_Bounding-box entries:_
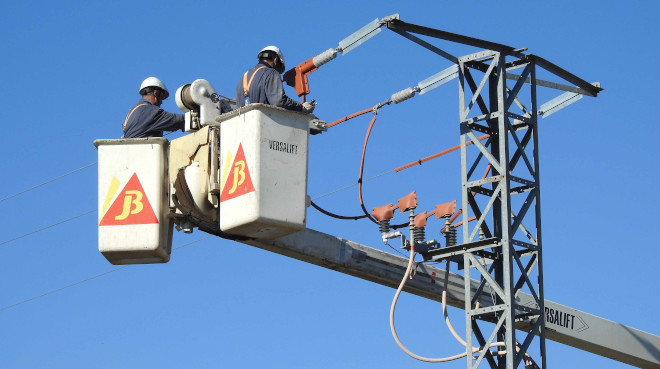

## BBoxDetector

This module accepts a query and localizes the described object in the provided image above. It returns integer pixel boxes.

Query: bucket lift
[89,14,660,368]
[94,79,326,264]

_Your goal:_
Retype the entries above word for word, leaving out the pictures.

_Written solution:_
## BBoxDetector

This module accepts a query and localizes the described object in the provided image above. It returns integer pixel boxes.

Query: bucket lift
[89,14,660,368]
[94,79,326,264]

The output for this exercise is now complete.